WHAT TO PRODUCE:
Begin at the line that contains "Can you spot the crowd" and stop after the line that contains "x=832, y=466", and give only those lines again, requests included, rescaling every x and y coordinate in the answers by 2.25 and rounding to whole numbers, with halves rounded up.

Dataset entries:
▼

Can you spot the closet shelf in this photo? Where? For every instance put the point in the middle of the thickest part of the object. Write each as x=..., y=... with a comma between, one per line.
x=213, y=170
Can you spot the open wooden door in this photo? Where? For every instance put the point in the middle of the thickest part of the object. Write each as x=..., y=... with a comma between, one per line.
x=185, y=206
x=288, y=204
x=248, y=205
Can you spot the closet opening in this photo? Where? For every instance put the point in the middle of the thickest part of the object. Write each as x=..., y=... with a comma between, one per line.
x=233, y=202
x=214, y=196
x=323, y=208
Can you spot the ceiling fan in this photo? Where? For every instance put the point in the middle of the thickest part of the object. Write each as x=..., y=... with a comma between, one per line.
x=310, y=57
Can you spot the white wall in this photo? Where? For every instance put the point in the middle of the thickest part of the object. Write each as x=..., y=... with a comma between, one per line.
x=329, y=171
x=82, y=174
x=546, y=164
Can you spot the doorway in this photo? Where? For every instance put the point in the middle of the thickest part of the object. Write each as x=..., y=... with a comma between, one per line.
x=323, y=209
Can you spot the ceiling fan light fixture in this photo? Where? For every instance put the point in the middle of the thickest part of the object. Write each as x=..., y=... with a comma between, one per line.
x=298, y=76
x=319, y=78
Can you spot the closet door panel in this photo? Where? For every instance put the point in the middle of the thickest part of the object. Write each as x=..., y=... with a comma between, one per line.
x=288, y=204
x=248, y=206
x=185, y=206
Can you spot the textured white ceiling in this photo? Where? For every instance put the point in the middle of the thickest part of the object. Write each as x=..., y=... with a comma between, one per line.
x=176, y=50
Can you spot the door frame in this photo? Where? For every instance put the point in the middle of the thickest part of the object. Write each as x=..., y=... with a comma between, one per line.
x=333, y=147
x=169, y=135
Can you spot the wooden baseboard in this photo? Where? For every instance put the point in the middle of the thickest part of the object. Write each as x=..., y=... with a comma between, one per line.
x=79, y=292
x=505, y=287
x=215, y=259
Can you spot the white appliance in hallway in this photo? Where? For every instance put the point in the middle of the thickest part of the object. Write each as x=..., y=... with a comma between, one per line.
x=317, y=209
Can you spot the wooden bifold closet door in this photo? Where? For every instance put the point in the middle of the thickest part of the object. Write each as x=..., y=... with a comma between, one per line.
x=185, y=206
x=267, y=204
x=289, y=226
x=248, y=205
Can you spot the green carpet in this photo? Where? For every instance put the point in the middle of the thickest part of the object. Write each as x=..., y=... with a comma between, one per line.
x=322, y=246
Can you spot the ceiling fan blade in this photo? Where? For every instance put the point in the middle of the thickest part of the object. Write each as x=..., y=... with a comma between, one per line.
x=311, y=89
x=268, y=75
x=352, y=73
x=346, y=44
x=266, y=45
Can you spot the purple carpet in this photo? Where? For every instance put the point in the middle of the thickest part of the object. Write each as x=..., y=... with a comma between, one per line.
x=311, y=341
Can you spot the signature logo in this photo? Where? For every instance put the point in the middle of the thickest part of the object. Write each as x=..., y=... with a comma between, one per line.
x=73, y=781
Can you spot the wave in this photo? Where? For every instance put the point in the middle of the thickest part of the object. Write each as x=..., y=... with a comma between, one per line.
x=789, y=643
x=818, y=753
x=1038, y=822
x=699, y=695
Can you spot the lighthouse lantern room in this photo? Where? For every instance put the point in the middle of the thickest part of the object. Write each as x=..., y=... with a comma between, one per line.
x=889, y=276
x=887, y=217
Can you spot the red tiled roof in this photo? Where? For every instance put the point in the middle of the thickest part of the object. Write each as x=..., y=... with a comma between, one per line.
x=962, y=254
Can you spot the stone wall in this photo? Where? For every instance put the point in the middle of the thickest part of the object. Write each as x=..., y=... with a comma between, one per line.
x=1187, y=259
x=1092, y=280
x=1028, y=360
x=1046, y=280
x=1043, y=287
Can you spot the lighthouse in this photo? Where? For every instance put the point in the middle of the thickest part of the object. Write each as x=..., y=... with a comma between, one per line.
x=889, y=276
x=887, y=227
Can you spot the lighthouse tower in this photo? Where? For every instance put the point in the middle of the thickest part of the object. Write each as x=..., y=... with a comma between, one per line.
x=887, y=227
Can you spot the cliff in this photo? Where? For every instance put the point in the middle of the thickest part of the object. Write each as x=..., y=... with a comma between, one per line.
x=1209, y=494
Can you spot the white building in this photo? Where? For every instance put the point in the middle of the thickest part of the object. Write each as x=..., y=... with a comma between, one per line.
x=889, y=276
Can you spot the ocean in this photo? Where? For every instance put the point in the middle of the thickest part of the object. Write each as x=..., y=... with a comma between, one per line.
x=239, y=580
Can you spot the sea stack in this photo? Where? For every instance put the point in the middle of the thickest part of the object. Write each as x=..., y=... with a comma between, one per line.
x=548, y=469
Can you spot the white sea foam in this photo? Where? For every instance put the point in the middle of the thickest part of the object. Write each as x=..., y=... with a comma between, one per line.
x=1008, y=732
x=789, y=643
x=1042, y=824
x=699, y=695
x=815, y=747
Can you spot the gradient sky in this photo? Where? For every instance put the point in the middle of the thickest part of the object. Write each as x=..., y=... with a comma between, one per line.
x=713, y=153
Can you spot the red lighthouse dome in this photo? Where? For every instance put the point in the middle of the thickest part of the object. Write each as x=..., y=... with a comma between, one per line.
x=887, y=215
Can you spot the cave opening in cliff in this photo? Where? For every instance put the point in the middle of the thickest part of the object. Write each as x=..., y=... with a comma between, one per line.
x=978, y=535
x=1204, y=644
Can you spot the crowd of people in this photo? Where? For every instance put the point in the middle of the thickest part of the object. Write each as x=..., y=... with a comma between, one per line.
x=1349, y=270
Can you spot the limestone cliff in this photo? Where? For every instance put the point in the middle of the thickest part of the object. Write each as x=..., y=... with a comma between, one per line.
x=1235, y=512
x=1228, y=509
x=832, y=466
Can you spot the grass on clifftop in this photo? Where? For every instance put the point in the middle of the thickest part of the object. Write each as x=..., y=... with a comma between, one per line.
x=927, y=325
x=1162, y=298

▲

WRITTEN ANSWER:
Can you spot the crowd of people in this photo? Where? For every instance put the point in the middle of the thickest part of the object. Write each as x=..., y=... with a comma between, one per line.
x=3035, y=608
Can you spot the limestone cliff in this photo? Where? For every instance put the point in the middle of the thickest part of the object. Write each as x=..., y=... with a comma between, one per line.
x=2779, y=1152
x=2763, y=1145
x=1872, y=1049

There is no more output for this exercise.